Record excerpts:
--*--

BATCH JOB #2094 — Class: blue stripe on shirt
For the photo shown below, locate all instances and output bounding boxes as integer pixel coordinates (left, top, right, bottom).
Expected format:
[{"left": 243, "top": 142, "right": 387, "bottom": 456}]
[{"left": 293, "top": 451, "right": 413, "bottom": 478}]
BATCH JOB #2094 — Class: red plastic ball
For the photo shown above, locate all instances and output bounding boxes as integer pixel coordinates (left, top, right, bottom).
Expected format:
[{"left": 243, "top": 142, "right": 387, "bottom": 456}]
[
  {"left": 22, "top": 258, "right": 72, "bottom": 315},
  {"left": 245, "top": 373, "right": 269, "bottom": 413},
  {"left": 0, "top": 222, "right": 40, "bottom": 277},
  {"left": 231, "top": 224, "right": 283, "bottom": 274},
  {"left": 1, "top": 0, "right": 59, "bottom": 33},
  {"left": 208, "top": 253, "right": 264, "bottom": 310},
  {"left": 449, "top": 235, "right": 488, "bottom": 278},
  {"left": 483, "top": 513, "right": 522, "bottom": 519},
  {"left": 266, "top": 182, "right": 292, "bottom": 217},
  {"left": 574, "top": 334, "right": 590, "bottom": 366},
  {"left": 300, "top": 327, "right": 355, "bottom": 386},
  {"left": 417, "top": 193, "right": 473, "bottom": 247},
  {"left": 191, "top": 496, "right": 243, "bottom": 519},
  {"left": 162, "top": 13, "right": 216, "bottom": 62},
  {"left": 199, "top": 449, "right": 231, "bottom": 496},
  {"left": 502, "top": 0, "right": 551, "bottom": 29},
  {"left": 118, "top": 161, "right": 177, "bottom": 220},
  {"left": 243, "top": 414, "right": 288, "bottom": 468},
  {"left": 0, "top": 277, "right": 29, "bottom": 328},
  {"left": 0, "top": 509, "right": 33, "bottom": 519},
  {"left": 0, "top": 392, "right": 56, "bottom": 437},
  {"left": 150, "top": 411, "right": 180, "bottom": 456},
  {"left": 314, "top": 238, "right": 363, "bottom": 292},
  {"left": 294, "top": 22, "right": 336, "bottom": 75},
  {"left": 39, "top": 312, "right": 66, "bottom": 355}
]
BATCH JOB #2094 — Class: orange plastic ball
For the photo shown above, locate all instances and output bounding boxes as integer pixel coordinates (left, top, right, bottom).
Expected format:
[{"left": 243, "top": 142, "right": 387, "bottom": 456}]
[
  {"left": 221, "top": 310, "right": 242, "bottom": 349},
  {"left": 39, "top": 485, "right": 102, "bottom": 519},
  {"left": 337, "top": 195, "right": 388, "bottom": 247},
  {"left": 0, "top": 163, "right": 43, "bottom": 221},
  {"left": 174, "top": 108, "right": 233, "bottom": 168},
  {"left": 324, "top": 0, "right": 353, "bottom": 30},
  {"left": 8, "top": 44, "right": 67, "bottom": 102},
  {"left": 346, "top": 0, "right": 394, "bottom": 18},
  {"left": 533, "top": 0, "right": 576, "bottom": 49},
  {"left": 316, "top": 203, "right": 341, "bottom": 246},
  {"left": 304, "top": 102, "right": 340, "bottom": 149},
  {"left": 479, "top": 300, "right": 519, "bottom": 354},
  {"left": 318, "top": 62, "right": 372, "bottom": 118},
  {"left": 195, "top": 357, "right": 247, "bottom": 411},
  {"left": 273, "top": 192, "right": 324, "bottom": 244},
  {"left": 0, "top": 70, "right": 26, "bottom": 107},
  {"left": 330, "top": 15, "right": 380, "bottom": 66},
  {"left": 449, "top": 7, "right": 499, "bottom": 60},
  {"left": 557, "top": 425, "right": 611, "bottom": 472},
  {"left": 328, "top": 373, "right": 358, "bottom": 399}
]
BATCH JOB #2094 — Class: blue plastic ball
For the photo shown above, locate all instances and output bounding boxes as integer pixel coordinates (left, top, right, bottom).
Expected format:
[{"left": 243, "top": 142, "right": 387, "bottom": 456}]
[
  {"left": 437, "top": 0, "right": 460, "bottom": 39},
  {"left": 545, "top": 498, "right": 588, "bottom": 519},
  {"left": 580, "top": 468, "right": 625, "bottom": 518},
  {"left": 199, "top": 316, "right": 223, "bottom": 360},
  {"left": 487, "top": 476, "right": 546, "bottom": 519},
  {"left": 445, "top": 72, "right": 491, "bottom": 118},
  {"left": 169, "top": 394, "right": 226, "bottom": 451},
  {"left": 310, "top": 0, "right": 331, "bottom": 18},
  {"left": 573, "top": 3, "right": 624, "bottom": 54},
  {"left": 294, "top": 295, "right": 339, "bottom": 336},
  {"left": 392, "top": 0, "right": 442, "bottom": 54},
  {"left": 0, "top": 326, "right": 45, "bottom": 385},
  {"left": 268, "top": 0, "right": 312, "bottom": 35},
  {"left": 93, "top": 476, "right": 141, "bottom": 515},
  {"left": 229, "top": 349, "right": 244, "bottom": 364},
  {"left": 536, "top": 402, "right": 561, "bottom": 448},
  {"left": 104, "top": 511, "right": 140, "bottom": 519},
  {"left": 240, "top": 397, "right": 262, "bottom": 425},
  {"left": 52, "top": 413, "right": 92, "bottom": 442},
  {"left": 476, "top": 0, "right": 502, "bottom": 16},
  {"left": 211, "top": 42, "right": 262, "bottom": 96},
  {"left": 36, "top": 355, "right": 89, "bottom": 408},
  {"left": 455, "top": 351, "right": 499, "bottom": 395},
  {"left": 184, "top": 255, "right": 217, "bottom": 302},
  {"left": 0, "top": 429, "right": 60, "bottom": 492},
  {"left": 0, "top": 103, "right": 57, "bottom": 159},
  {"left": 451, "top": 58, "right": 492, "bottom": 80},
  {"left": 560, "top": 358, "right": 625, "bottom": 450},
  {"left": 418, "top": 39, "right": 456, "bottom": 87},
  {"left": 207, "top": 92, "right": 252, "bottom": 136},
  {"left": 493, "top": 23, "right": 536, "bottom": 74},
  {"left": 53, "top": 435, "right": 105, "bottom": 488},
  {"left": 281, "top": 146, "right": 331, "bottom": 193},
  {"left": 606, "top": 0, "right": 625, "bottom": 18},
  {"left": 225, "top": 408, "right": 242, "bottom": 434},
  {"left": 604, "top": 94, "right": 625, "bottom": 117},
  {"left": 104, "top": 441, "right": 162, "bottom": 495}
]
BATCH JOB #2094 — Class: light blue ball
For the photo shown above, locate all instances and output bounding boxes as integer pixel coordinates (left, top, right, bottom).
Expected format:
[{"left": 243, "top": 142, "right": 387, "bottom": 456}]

--*--

Tell how many lines of the data above hold the string "ball". Give only the number.

Output below: 4